• **ЗАДАНИЯ**:
a - Какие два рассказа из сплотки названы в отрывке о журналах правоверных проходными?
b - Представьте в виде нумерованного списка часть записей, которая открывается строкой, содержащей «In this exercise you will label every instance of the thumb», и продолжается до конца записей включительно; пустые строки не включайте.

• **ИЗБРАННЫЙ ОТРЫВОК**:
'''
Однако автор, произведя в стане правоверных переполох (за ним посылали машины, встречали всей редколлегией — имя недавнего фаворита все ещё действовало магнетически), будто дразнил их всех! Будто не знал, что это журналы не столько русские, сколько партийные и подчинены дисциплине. В сплотке из четырех рассказов только два были проходные — «Захар-Калита» и «Живое существо». «Правую кисть» не брал никто (Твардовский был прав, говоря, что «ничего нет страшнее»), «Как жаль» — опять «про лагеря»: правдивый случай с дочерью репрессированного профессора Васильева (Солженицын напишет о нём в «Архипелаге»). Радость правоверных продержалась до первого чтения: в «Огоньке» сначала отклонили «Правую кисть», потом и «Как жаль». В «Литературной России» приняли одного «Захара». В «Москве» помолчали, потом всё вернули. Суета надоела в три дня, рассказ «Живое существо» по его слабости А. И. забраковал сам (и никогда не публиковал), однако иметь дело с правоверными пришлось по другому поводу.
'''
• **ДАННЫЕ ДЛЯ ОБРАБОТКИ**:
'''
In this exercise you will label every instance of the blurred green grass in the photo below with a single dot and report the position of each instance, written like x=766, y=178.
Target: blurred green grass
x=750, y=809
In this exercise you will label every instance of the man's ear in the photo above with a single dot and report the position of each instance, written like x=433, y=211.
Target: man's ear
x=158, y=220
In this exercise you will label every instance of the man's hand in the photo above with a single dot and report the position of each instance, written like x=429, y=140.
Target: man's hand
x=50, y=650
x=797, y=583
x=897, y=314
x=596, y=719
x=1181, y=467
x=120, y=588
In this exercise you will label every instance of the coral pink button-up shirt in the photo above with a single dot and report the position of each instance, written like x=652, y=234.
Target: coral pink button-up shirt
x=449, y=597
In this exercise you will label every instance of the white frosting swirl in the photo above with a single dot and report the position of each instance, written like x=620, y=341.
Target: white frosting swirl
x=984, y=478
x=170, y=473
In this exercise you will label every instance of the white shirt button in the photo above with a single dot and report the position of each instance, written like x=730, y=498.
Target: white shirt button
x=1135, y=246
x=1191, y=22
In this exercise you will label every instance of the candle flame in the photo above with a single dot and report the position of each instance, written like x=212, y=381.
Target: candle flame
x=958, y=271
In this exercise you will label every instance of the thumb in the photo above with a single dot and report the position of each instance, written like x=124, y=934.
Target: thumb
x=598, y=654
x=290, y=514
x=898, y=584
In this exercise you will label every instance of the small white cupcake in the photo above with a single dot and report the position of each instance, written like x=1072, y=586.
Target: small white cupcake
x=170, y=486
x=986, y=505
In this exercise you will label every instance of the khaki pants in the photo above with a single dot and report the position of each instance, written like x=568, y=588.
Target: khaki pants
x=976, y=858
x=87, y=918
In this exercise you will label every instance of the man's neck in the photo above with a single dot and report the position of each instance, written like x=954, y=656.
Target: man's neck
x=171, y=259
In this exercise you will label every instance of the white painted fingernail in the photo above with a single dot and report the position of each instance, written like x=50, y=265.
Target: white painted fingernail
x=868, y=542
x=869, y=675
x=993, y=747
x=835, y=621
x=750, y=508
'''
• **ОТВЕТЫ ПО ЗАДАНИЯМ**:
a - «Захар-Калита» и «Живое существо».

b -
1. In this exercise you will label every instance of the thumb in the photo above with a single dot and report the position of each instance, written like x=124, y=934.
2. Target: thumb
3. x=598, y=654
4. x=290, y=514
5. x=898, y=584
6. In this exercise you will label every instance of the small white cupcake in the photo above with a single dot and report the position of each instance, written like x=1072, y=586.
7. Target: small white cupcake
8. x=170, y=486
9. x=986, y=505
10. In this exercise you will label every instance of the khaki pants in the photo above with a single dot and report the position of each instance, written like x=568, y=588.
11. Target: khaki pants
12. x=976, y=858
13. x=87, y=918
14. In this exercise you will label every instance of the man's neck in the photo above with a single dot and report the position of each instance, written like x=954, y=656.
15. Target: man's neck
16. x=171, y=259
17. In this exercise you will label every instance of the white painted fingernail in the photo above with a single dot and report the position of each instance, written like x=50, y=265.
18. Target: white painted fingernail
19. x=868, y=542
20. x=869, y=675
21. x=993, y=747
22. x=835, y=621
23. x=750, y=508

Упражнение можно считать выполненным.